- Task -
Output every entry exactly as written, but omit the pictures.

- Information -
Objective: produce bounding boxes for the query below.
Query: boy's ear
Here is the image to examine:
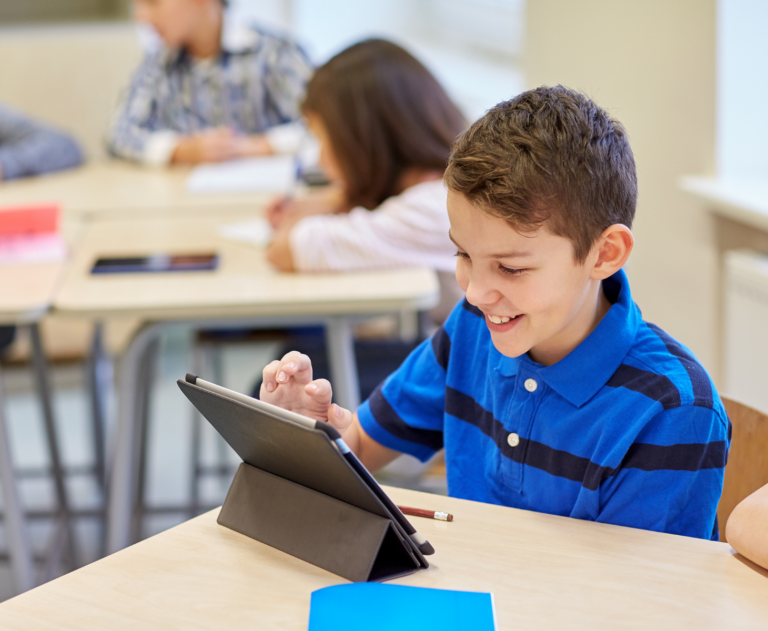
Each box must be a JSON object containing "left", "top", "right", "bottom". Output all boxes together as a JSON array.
[{"left": 591, "top": 224, "right": 634, "bottom": 280}]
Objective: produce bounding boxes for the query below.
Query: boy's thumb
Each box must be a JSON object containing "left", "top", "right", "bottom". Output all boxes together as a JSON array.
[{"left": 328, "top": 403, "right": 354, "bottom": 431}]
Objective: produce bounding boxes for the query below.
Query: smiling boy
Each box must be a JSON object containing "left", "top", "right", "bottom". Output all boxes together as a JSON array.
[{"left": 261, "top": 86, "right": 730, "bottom": 540}]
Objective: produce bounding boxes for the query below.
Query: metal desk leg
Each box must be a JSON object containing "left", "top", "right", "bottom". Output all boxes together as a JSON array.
[
  {"left": 0, "top": 366, "right": 35, "bottom": 593},
  {"left": 86, "top": 322, "right": 109, "bottom": 490},
  {"left": 325, "top": 316, "right": 360, "bottom": 411},
  {"left": 106, "top": 323, "right": 165, "bottom": 555},
  {"left": 130, "top": 339, "right": 159, "bottom": 544},
  {"left": 29, "top": 323, "right": 77, "bottom": 574}
]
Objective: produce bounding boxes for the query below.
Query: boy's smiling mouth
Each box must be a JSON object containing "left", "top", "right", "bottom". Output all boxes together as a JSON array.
[{"left": 484, "top": 312, "right": 524, "bottom": 332}]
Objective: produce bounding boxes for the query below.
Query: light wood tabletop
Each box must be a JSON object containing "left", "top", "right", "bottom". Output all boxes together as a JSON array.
[
  {"left": 0, "top": 162, "right": 272, "bottom": 220},
  {"left": 0, "top": 262, "right": 64, "bottom": 324},
  {"left": 0, "top": 259, "right": 73, "bottom": 595},
  {"left": 0, "top": 486, "right": 765, "bottom": 630},
  {"left": 53, "top": 216, "right": 440, "bottom": 320},
  {"left": 51, "top": 215, "right": 440, "bottom": 554}
]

- Written answer -
Objective: produce bounding boxes for the query below.
Query: boy's ear
Here is the image to examine:
Each box must be a JSON object containing "left", "top", "right", "bottom". Output all boxes together as a JSON array.
[{"left": 591, "top": 224, "right": 634, "bottom": 280}]
Objective: produce bounding boxes for the query below.
Query: boy's thumb
Each box must be a JSON object containing "left", "top", "right", "bottom". Output all boxes together as a JSON array.
[{"left": 328, "top": 403, "right": 354, "bottom": 431}]
Objective: produce bounding boxes for the query below.
Query: smiling boy
Each box must be a JSON object containing "left", "top", "right", "bottom". Output all boxes together as a JSON array.
[{"left": 261, "top": 86, "right": 730, "bottom": 540}]
Objective: produce bounding boxes for the query below.
Query: metal desk leg
Each box must be a JSON object containing "left", "top", "right", "bottom". Output all boxes together as a JSON array.
[
  {"left": 0, "top": 366, "right": 35, "bottom": 593},
  {"left": 86, "top": 322, "right": 109, "bottom": 490},
  {"left": 325, "top": 316, "right": 360, "bottom": 411},
  {"left": 106, "top": 323, "right": 165, "bottom": 555},
  {"left": 130, "top": 339, "right": 159, "bottom": 544},
  {"left": 29, "top": 323, "right": 77, "bottom": 574}
]
Objective: produce bounding boxes for the query below.
Query: boy's smiling mouth
Each box must be a JSON object containing "left", "top", "right", "bottom". Output all boxes together as a JSON array.
[{"left": 484, "top": 312, "right": 524, "bottom": 332}]
Objective: produce bounding boxes for the query below.
Query: light wood tabletop
Each box must be a JSON object containing "left", "top", "right", "bottom". Output all boxes together as a JSON array.
[
  {"left": 0, "top": 162, "right": 272, "bottom": 220},
  {"left": 0, "top": 262, "right": 64, "bottom": 324},
  {"left": 0, "top": 259, "right": 73, "bottom": 595},
  {"left": 0, "top": 486, "right": 765, "bottom": 630},
  {"left": 53, "top": 216, "right": 440, "bottom": 320},
  {"left": 51, "top": 215, "right": 440, "bottom": 554}
]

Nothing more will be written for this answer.